◆ ABOUT THIS EXERCISE
Continue the ML governance survey from its last sentence.

◆ DOCUMENT SEGMENT
ML Governance / Data Catalog survey, 2026-05-29
Survey type: new-category population survey. Data catalogs, ML metadata stores, lineage trackers. Pre-survey intel: data/platform-intel/ml-governance-osint-2026-05-27.md.
Summary
Nine dorks. Six platforms. The category is well-secured at population scale, and that is the finding. The auth-on platforms run patched versions. The auth-off platforms are either Shodan-dark or empty demos. One unauthenticated Marquez server confirmed, and it held no production data.
DCWF KSAT coverage
Auto-derived from DCWF AI work-role rule files (ksat-tag).
- 672 (AI Test & Evaluation Specialist): K7003, K7004, K7044, S7068, S7070, S7075, T5904, T5919
- 733 (AI Risk & Ethics Specialist): K7040, K7051, S7067, T5854, T5893
- overlap (Common AI KSATs (all 5 roles)): K108, K1158, K1159, K22, K6311, K6900, K6935, K7003, K942
This is the auth-on-default thesis confirmed by its secure branch. Voice-AI (cat-17, same day) shipped auth-off and bled. ML governance ships auth-on at the catalog tier, operators patch, and the population holds. The shipping default is load-bearing in both directions.

[Source records]

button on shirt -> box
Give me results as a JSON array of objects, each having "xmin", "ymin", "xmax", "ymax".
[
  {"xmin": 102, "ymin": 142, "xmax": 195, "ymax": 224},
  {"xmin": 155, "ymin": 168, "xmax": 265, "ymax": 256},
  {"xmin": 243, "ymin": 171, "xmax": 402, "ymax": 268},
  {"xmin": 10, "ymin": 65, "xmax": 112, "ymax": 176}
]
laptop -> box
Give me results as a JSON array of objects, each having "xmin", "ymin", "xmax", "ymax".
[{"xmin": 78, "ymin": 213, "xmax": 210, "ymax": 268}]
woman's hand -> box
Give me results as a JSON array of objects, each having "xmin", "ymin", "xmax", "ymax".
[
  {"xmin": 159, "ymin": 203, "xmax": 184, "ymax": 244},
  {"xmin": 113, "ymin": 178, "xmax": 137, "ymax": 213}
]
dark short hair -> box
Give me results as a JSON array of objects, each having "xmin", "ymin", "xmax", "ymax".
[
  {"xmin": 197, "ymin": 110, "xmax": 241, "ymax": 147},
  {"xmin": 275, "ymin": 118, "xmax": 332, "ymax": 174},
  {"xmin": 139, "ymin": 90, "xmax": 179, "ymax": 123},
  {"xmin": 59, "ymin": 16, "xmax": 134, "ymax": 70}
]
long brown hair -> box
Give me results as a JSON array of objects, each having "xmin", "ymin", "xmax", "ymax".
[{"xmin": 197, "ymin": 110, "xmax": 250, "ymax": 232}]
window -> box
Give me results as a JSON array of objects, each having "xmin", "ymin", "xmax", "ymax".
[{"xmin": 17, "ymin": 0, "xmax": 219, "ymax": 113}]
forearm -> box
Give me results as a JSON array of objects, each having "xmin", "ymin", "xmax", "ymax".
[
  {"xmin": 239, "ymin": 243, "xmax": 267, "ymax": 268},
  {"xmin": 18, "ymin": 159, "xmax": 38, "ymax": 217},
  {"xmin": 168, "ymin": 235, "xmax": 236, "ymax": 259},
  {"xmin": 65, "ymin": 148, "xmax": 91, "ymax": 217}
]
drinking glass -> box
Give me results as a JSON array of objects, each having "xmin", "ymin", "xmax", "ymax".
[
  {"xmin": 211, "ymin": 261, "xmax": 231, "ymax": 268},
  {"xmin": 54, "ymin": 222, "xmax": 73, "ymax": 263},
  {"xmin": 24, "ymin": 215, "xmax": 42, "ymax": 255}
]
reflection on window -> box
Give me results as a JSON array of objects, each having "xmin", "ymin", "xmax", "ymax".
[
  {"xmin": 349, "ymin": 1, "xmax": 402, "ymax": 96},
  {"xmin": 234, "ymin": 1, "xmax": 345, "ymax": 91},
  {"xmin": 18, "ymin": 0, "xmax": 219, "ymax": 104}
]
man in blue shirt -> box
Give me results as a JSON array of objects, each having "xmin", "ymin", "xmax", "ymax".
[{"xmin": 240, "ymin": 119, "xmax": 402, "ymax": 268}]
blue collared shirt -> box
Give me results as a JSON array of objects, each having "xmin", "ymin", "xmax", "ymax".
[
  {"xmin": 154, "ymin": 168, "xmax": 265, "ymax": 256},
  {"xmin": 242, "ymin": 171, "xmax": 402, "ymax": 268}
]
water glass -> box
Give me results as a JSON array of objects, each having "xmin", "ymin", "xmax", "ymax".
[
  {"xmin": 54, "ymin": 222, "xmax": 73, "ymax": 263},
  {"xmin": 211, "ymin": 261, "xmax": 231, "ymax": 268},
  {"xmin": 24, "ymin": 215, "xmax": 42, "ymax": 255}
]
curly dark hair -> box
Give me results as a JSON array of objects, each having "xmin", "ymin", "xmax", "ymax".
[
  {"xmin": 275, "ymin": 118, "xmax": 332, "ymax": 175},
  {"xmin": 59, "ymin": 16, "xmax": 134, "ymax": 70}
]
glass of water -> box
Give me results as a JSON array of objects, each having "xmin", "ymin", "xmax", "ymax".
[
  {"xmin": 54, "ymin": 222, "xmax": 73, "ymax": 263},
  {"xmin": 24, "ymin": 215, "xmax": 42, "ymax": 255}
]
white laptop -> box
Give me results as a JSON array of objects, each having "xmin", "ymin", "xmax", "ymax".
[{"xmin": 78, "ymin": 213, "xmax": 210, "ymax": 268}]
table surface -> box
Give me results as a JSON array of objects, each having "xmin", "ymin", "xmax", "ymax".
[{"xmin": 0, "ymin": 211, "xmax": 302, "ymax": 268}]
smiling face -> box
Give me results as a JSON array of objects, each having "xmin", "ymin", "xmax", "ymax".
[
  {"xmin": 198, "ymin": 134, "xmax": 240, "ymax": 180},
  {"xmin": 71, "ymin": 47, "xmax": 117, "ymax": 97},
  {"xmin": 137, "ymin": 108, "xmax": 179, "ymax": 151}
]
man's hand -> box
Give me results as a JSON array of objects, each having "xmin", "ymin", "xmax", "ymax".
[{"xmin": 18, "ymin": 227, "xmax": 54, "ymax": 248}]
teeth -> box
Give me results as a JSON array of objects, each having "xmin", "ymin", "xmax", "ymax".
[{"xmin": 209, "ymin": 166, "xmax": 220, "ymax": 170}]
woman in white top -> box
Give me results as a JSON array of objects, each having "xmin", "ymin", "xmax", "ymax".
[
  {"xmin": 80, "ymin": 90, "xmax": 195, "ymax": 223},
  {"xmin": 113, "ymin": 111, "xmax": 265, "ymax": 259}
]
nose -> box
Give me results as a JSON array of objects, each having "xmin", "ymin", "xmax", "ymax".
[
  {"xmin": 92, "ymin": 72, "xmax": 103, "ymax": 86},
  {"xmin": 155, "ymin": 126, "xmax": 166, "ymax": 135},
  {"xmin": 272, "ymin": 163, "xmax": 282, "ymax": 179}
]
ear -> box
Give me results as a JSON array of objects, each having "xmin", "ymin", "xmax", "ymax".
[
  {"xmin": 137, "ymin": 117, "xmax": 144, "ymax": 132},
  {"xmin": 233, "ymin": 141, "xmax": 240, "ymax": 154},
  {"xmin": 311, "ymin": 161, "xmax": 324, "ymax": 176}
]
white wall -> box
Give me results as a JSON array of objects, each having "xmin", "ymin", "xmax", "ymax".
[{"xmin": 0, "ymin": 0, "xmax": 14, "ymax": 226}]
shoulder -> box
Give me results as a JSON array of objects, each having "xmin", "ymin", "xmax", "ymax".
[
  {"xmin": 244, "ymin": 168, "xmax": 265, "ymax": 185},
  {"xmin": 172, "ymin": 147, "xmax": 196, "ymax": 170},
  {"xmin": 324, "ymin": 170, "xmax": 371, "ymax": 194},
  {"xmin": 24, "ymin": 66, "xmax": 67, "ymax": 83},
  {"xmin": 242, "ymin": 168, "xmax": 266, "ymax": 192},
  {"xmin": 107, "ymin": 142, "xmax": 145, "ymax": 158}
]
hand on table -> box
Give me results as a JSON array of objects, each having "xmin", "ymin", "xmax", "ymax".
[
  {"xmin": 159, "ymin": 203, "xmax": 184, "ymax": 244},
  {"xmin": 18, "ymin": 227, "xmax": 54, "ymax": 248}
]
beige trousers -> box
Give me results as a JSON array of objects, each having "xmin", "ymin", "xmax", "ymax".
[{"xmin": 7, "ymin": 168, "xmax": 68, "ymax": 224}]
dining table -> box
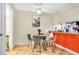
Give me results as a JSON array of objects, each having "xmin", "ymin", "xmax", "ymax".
[{"xmin": 33, "ymin": 35, "xmax": 47, "ymax": 53}]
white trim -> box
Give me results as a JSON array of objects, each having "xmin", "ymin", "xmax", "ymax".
[
  {"xmin": 56, "ymin": 44, "xmax": 78, "ymax": 54},
  {"xmin": 1, "ymin": 3, "xmax": 6, "ymax": 55}
]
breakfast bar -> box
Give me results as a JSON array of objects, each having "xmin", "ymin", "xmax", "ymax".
[{"xmin": 52, "ymin": 32, "xmax": 79, "ymax": 53}]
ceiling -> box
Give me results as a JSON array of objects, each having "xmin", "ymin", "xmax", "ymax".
[{"xmin": 12, "ymin": 3, "xmax": 67, "ymax": 13}]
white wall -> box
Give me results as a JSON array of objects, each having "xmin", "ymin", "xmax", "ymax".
[
  {"xmin": 52, "ymin": 4, "xmax": 79, "ymax": 25},
  {"xmin": 14, "ymin": 11, "xmax": 51, "ymax": 45},
  {"xmin": 6, "ymin": 4, "xmax": 14, "ymax": 49}
]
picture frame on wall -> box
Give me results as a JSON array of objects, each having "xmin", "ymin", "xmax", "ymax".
[{"xmin": 32, "ymin": 15, "xmax": 40, "ymax": 27}]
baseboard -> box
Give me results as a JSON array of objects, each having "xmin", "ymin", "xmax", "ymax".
[{"xmin": 56, "ymin": 44, "xmax": 78, "ymax": 55}]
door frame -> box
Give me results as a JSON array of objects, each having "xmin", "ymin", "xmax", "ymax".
[{"xmin": 1, "ymin": 3, "xmax": 6, "ymax": 55}]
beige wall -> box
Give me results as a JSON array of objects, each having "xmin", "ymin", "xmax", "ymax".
[
  {"xmin": 14, "ymin": 11, "xmax": 51, "ymax": 45},
  {"xmin": 52, "ymin": 4, "xmax": 79, "ymax": 24}
]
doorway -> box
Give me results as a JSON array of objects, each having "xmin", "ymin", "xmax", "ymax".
[
  {"xmin": 0, "ymin": 3, "xmax": 6, "ymax": 55},
  {"xmin": 6, "ymin": 4, "xmax": 13, "ymax": 50}
]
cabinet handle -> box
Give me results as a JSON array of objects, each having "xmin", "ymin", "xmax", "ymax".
[{"xmin": 0, "ymin": 34, "xmax": 3, "ymax": 36}]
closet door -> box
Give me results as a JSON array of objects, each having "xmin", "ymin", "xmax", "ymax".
[{"xmin": 0, "ymin": 3, "xmax": 5, "ymax": 55}]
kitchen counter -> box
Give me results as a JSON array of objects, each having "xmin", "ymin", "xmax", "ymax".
[{"xmin": 52, "ymin": 32, "xmax": 79, "ymax": 53}]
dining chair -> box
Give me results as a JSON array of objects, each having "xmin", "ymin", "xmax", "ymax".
[{"xmin": 27, "ymin": 34, "xmax": 33, "ymax": 46}]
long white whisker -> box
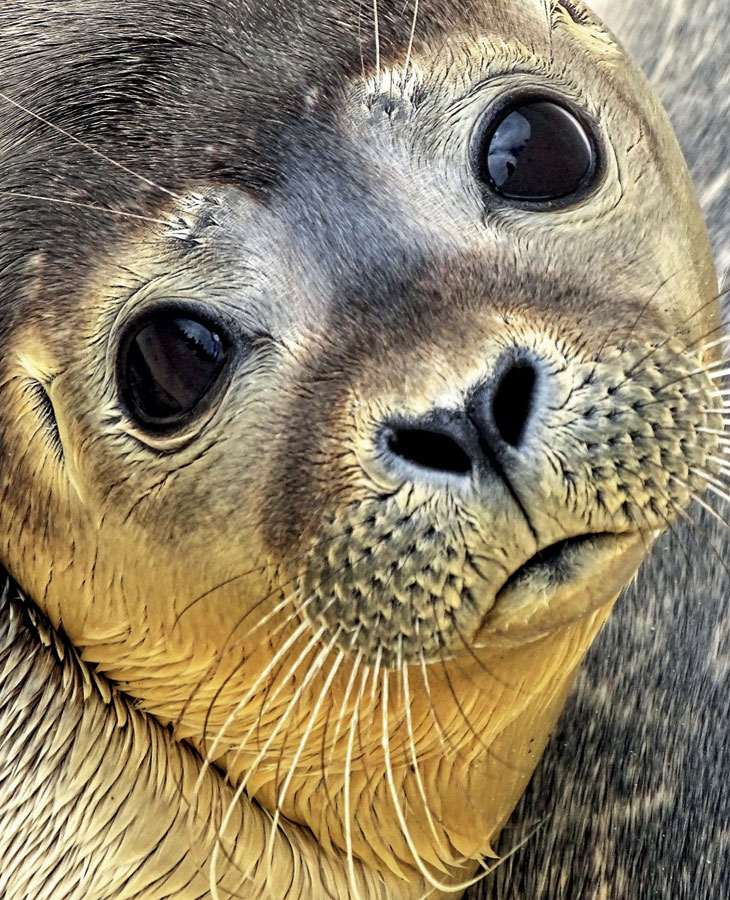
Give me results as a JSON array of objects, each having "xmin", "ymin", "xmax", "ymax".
[
  {"xmin": 0, "ymin": 191, "xmax": 170, "ymax": 225},
  {"xmin": 400, "ymin": 663, "xmax": 446, "ymax": 853},
  {"xmin": 0, "ymin": 91, "xmax": 183, "ymax": 200},
  {"xmin": 373, "ymin": 0, "xmax": 380, "ymax": 84},
  {"xmin": 210, "ymin": 627, "xmax": 337, "ymax": 894},
  {"xmin": 381, "ymin": 669, "xmax": 486, "ymax": 893},
  {"xmin": 327, "ymin": 640, "xmax": 363, "ymax": 767},
  {"xmin": 403, "ymin": 0, "xmax": 420, "ymax": 79},
  {"xmin": 345, "ymin": 669, "xmax": 370, "ymax": 900},
  {"xmin": 267, "ymin": 644, "xmax": 345, "ymax": 864}
]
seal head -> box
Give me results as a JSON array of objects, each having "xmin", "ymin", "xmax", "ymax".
[{"xmin": 0, "ymin": 0, "xmax": 721, "ymax": 897}]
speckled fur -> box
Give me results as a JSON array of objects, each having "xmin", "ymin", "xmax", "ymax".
[
  {"xmin": 468, "ymin": 0, "xmax": 730, "ymax": 900},
  {"xmin": 0, "ymin": 0, "xmax": 723, "ymax": 900}
]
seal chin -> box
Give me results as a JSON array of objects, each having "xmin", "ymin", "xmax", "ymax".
[{"xmin": 473, "ymin": 531, "xmax": 660, "ymax": 650}]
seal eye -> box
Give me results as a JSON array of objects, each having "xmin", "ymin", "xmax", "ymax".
[
  {"xmin": 121, "ymin": 313, "xmax": 226, "ymax": 426},
  {"xmin": 478, "ymin": 100, "xmax": 596, "ymax": 203}
]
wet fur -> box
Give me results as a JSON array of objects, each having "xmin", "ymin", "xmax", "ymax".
[{"xmin": 4, "ymin": 4, "xmax": 724, "ymax": 900}]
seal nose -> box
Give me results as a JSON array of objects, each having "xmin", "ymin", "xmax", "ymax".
[
  {"xmin": 468, "ymin": 359, "xmax": 537, "ymax": 453},
  {"xmin": 381, "ymin": 359, "xmax": 538, "ymax": 478},
  {"xmin": 384, "ymin": 410, "xmax": 476, "ymax": 475}
]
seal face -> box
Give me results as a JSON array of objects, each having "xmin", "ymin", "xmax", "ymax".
[{"xmin": 0, "ymin": 0, "xmax": 722, "ymax": 897}]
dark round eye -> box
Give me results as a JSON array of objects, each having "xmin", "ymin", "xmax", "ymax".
[
  {"xmin": 120, "ymin": 313, "xmax": 226, "ymax": 426},
  {"xmin": 477, "ymin": 100, "xmax": 596, "ymax": 203}
]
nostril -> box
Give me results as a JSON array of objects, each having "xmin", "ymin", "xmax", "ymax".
[
  {"xmin": 388, "ymin": 428, "xmax": 471, "ymax": 475},
  {"xmin": 492, "ymin": 361, "xmax": 537, "ymax": 447}
]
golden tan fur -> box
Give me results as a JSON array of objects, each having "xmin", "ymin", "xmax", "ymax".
[{"xmin": 0, "ymin": 2, "xmax": 722, "ymax": 900}]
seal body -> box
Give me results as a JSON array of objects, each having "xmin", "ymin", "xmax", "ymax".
[{"xmin": 0, "ymin": 0, "xmax": 723, "ymax": 898}]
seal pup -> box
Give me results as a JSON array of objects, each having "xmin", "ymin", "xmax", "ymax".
[
  {"xmin": 0, "ymin": 2, "xmax": 722, "ymax": 897},
  {"xmin": 478, "ymin": 0, "xmax": 730, "ymax": 900}
]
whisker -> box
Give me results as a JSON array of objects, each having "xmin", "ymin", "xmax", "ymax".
[
  {"xmin": 381, "ymin": 669, "xmax": 484, "ymax": 893},
  {"xmin": 210, "ymin": 629, "xmax": 335, "ymax": 894},
  {"xmin": 345, "ymin": 669, "xmax": 370, "ymax": 900},
  {"xmin": 0, "ymin": 91, "xmax": 183, "ymax": 200},
  {"xmin": 400, "ymin": 661, "xmax": 448, "ymax": 855},
  {"xmin": 403, "ymin": 0, "xmax": 420, "ymax": 79},
  {"xmin": 267, "ymin": 644, "xmax": 345, "ymax": 869},
  {"xmin": 0, "ymin": 189, "xmax": 170, "ymax": 225},
  {"xmin": 373, "ymin": 0, "xmax": 380, "ymax": 84}
]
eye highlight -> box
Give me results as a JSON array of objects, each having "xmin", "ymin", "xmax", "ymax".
[
  {"xmin": 119, "ymin": 310, "xmax": 228, "ymax": 428},
  {"xmin": 475, "ymin": 98, "xmax": 598, "ymax": 206}
]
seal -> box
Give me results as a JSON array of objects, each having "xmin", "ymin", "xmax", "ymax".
[
  {"xmin": 0, "ymin": 0, "xmax": 723, "ymax": 898},
  {"xmin": 478, "ymin": 0, "xmax": 730, "ymax": 900}
]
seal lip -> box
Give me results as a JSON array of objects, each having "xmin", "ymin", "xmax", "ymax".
[
  {"xmin": 473, "ymin": 531, "xmax": 648, "ymax": 649},
  {"xmin": 469, "ymin": 85, "xmax": 607, "ymax": 212}
]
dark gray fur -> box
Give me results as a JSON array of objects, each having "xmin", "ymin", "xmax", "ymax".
[
  {"xmin": 0, "ymin": 0, "xmax": 730, "ymax": 900},
  {"xmin": 478, "ymin": 0, "xmax": 730, "ymax": 900}
]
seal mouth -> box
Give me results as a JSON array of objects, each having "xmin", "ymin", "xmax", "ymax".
[
  {"xmin": 474, "ymin": 531, "xmax": 659, "ymax": 649},
  {"xmin": 495, "ymin": 532, "xmax": 617, "ymax": 605}
]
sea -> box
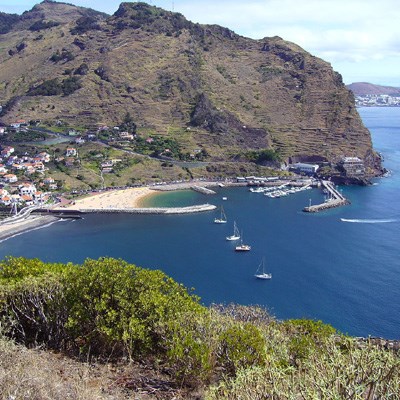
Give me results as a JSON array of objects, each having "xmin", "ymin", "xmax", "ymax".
[{"xmin": 0, "ymin": 108, "xmax": 400, "ymax": 339}]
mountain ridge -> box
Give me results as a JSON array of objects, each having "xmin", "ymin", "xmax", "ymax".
[
  {"xmin": 346, "ymin": 82, "xmax": 400, "ymax": 96},
  {"xmin": 0, "ymin": 1, "xmax": 380, "ymax": 175}
]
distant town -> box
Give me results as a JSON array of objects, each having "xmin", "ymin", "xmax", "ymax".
[{"xmin": 355, "ymin": 94, "xmax": 400, "ymax": 107}]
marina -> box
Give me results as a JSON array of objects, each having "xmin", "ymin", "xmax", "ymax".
[{"xmin": 303, "ymin": 180, "xmax": 350, "ymax": 213}]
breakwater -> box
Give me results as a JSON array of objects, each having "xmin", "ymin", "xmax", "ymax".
[
  {"xmin": 303, "ymin": 181, "xmax": 350, "ymax": 213},
  {"xmin": 190, "ymin": 186, "xmax": 215, "ymax": 194},
  {"xmin": 74, "ymin": 204, "xmax": 217, "ymax": 214}
]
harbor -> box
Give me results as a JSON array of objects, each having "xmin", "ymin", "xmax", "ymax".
[
  {"xmin": 303, "ymin": 180, "xmax": 350, "ymax": 213},
  {"xmin": 68, "ymin": 204, "xmax": 217, "ymax": 214}
]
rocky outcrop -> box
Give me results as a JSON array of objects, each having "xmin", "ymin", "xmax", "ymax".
[{"xmin": 0, "ymin": 2, "xmax": 381, "ymax": 176}]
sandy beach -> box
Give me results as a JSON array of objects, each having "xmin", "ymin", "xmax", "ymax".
[
  {"xmin": 60, "ymin": 187, "xmax": 156, "ymax": 211},
  {"xmin": 0, "ymin": 182, "xmax": 220, "ymax": 241}
]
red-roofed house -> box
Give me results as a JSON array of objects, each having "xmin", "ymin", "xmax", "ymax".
[
  {"xmin": 3, "ymin": 174, "xmax": 18, "ymax": 183},
  {"xmin": 19, "ymin": 183, "xmax": 36, "ymax": 196}
]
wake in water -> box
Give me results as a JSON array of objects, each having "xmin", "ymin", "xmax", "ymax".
[{"xmin": 340, "ymin": 218, "xmax": 397, "ymax": 224}]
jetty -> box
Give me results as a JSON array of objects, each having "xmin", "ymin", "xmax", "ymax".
[
  {"xmin": 190, "ymin": 185, "xmax": 216, "ymax": 194},
  {"xmin": 71, "ymin": 204, "xmax": 217, "ymax": 214},
  {"xmin": 303, "ymin": 180, "xmax": 350, "ymax": 213}
]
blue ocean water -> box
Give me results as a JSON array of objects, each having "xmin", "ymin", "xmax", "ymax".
[{"xmin": 0, "ymin": 108, "xmax": 400, "ymax": 339}]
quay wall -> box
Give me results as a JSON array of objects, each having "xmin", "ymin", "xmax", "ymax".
[{"xmin": 79, "ymin": 204, "xmax": 217, "ymax": 214}]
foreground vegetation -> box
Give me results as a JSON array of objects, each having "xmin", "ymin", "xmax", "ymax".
[{"xmin": 0, "ymin": 258, "xmax": 400, "ymax": 399}]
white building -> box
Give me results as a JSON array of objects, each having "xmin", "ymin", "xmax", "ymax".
[
  {"xmin": 289, "ymin": 163, "xmax": 319, "ymax": 175},
  {"xmin": 19, "ymin": 183, "xmax": 36, "ymax": 196}
]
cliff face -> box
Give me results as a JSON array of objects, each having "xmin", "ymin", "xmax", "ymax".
[{"xmin": 0, "ymin": 1, "xmax": 380, "ymax": 172}]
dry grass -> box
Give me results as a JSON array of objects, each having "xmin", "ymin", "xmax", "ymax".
[{"xmin": 0, "ymin": 338, "xmax": 192, "ymax": 400}]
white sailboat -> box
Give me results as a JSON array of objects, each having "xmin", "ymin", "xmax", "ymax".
[
  {"xmin": 226, "ymin": 221, "xmax": 240, "ymax": 240},
  {"xmin": 235, "ymin": 232, "xmax": 251, "ymax": 251},
  {"xmin": 214, "ymin": 206, "xmax": 227, "ymax": 224},
  {"xmin": 254, "ymin": 257, "xmax": 272, "ymax": 279}
]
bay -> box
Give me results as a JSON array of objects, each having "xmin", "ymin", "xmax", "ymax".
[{"xmin": 0, "ymin": 108, "xmax": 400, "ymax": 339}]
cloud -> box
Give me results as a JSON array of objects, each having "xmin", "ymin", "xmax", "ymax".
[{"xmin": 173, "ymin": 0, "xmax": 400, "ymax": 66}]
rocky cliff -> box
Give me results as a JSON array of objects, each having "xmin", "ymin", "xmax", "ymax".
[{"xmin": 0, "ymin": 0, "xmax": 380, "ymax": 174}]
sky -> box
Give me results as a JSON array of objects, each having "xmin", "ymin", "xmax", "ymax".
[{"xmin": 0, "ymin": 0, "xmax": 400, "ymax": 87}]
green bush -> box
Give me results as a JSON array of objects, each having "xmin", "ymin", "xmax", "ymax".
[
  {"xmin": 0, "ymin": 258, "xmax": 204, "ymax": 357},
  {"xmin": 218, "ymin": 322, "xmax": 265, "ymax": 375}
]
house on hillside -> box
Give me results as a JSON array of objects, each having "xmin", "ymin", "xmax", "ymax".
[
  {"xmin": 3, "ymin": 174, "xmax": 18, "ymax": 183},
  {"xmin": 339, "ymin": 157, "xmax": 365, "ymax": 177},
  {"xmin": 0, "ymin": 146, "xmax": 15, "ymax": 157},
  {"xmin": 18, "ymin": 182, "xmax": 37, "ymax": 196},
  {"xmin": 21, "ymin": 194, "xmax": 34, "ymax": 206},
  {"xmin": 65, "ymin": 147, "xmax": 77, "ymax": 157}
]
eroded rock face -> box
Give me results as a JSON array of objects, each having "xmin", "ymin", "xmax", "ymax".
[{"xmin": 0, "ymin": 3, "xmax": 381, "ymax": 175}]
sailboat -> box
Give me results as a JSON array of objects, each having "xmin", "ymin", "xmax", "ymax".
[
  {"xmin": 226, "ymin": 221, "xmax": 240, "ymax": 240},
  {"xmin": 235, "ymin": 232, "xmax": 251, "ymax": 251},
  {"xmin": 254, "ymin": 257, "xmax": 272, "ymax": 279},
  {"xmin": 214, "ymin": 206, "xmax": 227, "ymax": 224}
]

◆ RESPONSE BOX
Stage 0, Discover
| Platform | Dork | Total | Verdict |
|---|---|---|---|
| OpenMetadata | http.title:"OpenMetadata" port:8585 | 56 | clean, all real |
| DataHub | http.title:"DataHub" port:9002 | 27 | clean frontends |
| Apache Atlas | port:21000 http.title:"Atlas" + 2 variants | 0 | Shodan-dark |
| CKAN | http.html:"ckan" port:5000 | 53 | gov open-data, reads open by design |
| Marquez | http.title:"Marquez" | 50 | ~50% real, surname collisions |
Atlas returned zero across three variants (title, api/atlas/v2 path, "Apache Atlas"). Atlas lives in Cloudera and Hortonworks deployments on internal
networks, not public tier-2 cloud. The variant space is exhausted. This is a
category-tenancy negative, the same shape as NVIDIA Clara on the medical-edge
survey.
CKAN’s ckan_version JSON-field dork returned zero because the field lives in
the /api/3/action/status_show JSON body, not the crawled HTML. The HTML dork
found 53 government open-data portals (Turkish and Indonesian municipalities).
CKAN reads are open by design for public data portals, so an open dataset list
is not a finding.
Stage 2, Verify
The verification was version-bucketing, and it inverted the headline.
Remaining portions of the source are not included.